* [Work instruction]:
Pick up the text on keeping children safe in the car after its last sentence and continue writing it.

* [Document extract]:
Content starts
Now, let’s talk physics and numbers. Sir Isaac Newton, world-renowned physicist, stated in his first law of motion that, “…an object in motion stays in motion.” During a crash, occupants travel toward the point of impact, putting the stress of impact on the next and spine. According to the NHTSA, 60 percent of all vehicle crashes are frontal crashes. This means that a young child with disproportionally large head could fly forward while the child’s body remains harnessed in a car seat. The result is devastating: internal decapitation.

Driving children is a necessity. My kids probably spend more than 15 hours per week in the car going to the grocery store, doctor or extracurricular activities. Although driving may seem scary based on the facts above, there are several ways I ensure my children’s safety.

•Invest in a good car seat. There are many options available which can grow with your child from five to 120 pounds. One car seat could last your child from infant into elementary school without replacement.
Content ends
* [Data extracts]:
Content starts
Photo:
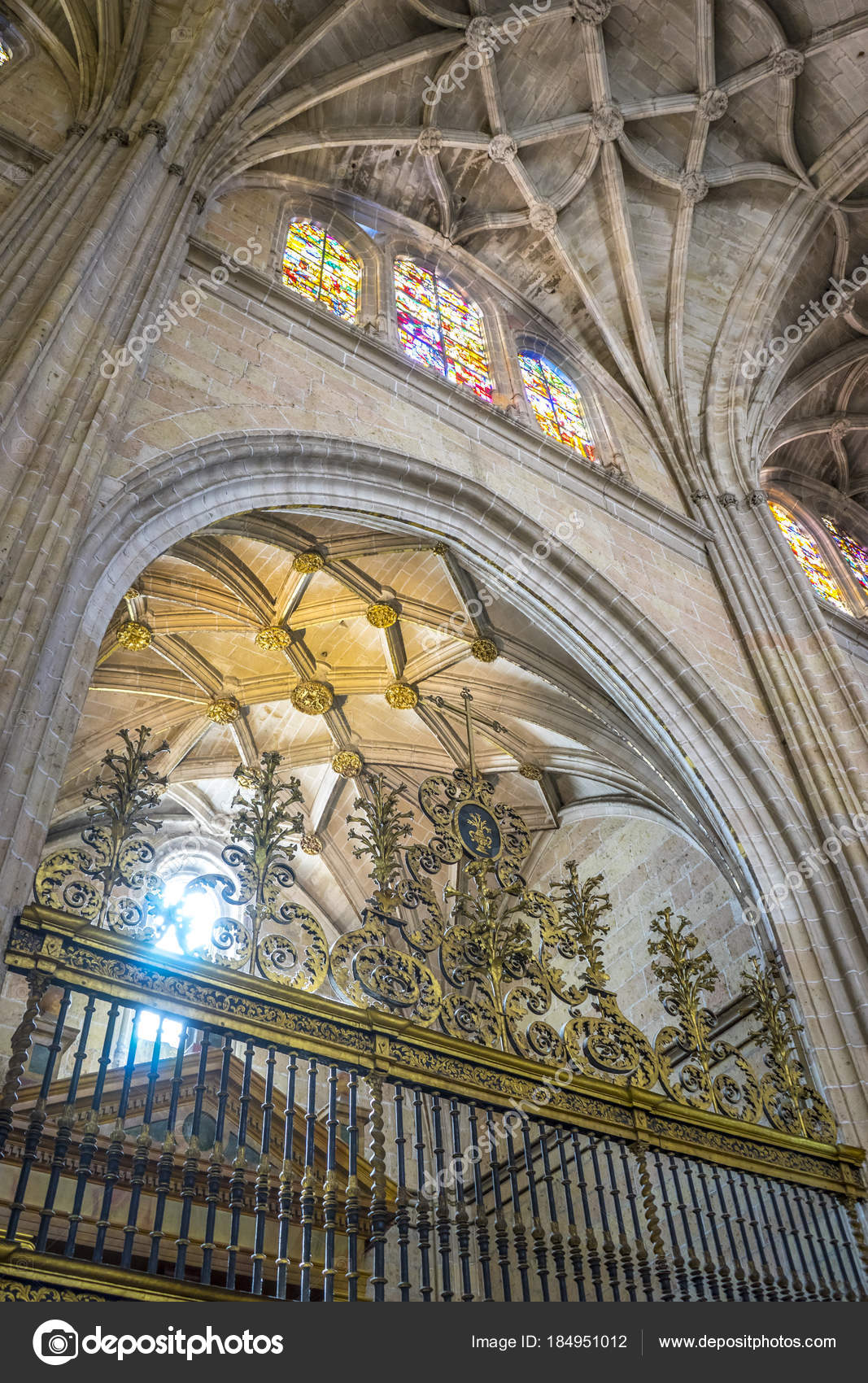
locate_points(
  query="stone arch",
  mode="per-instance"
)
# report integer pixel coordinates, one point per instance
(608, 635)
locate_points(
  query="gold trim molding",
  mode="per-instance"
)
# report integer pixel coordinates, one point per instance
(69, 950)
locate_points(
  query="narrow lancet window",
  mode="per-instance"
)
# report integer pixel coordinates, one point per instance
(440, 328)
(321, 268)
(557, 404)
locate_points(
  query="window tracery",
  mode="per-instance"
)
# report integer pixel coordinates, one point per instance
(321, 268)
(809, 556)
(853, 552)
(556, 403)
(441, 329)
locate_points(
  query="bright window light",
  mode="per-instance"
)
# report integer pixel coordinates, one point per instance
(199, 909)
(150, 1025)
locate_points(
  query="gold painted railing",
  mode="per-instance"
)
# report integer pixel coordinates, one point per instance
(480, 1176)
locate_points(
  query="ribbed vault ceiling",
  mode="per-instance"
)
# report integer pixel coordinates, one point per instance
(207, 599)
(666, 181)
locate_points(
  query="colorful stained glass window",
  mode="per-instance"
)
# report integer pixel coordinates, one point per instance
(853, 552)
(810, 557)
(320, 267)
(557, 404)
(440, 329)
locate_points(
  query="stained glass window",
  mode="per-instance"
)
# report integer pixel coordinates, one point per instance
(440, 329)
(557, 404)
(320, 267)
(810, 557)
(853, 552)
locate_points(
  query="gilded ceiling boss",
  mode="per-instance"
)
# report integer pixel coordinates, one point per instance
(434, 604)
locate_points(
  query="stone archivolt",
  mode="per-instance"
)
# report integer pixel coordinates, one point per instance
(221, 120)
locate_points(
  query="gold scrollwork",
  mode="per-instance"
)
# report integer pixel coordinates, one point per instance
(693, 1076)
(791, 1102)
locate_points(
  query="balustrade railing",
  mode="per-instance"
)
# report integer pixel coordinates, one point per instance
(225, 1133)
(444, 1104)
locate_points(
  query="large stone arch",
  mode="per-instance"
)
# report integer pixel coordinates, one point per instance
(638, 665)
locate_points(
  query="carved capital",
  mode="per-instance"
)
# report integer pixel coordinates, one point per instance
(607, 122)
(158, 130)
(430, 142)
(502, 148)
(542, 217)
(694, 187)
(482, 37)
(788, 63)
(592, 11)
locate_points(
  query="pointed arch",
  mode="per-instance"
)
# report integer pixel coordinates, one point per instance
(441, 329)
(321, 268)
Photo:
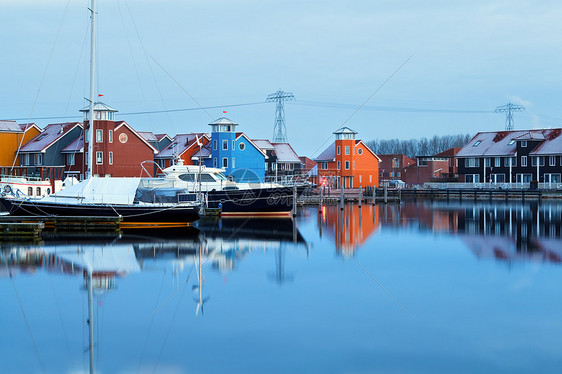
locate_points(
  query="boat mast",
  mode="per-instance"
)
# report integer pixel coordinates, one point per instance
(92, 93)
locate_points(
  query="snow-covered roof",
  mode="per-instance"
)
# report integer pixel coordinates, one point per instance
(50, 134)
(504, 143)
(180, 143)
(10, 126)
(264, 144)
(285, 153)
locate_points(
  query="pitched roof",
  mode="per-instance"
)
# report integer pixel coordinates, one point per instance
Content ends
* [Solved problem]:
•Keep your child rear-facing and in their car seat as long as possible, until they hit the height or weight limits of their car seat. Remember, age is just a number, not a good indicator that your child is ready to face forward or transition to a booster seat. Many states have recently changed their laws and increased the minimum ages and weights children need to remain in their car seats. The minimum recommended age to remain rear-facing is two, according to the American Association of Pediatrics and NHTSA. Massachusetts law requires drivers follow the manufacturer’s recommendation of each individual car seat.

•Schedule an appointment with your local fire station or other certified car seat technician to ensure your car seats have been properly installed according to your car manual and car seat manufacturer instructions. They may differ. According to a study conducted by Chrysler, 96 percent of parents and caregivers believe their child safety seats are installed correctly, but NHTSA research shows that seven out of 10 children are improperly restrained, putting them at risk for serious injury or death in a crash.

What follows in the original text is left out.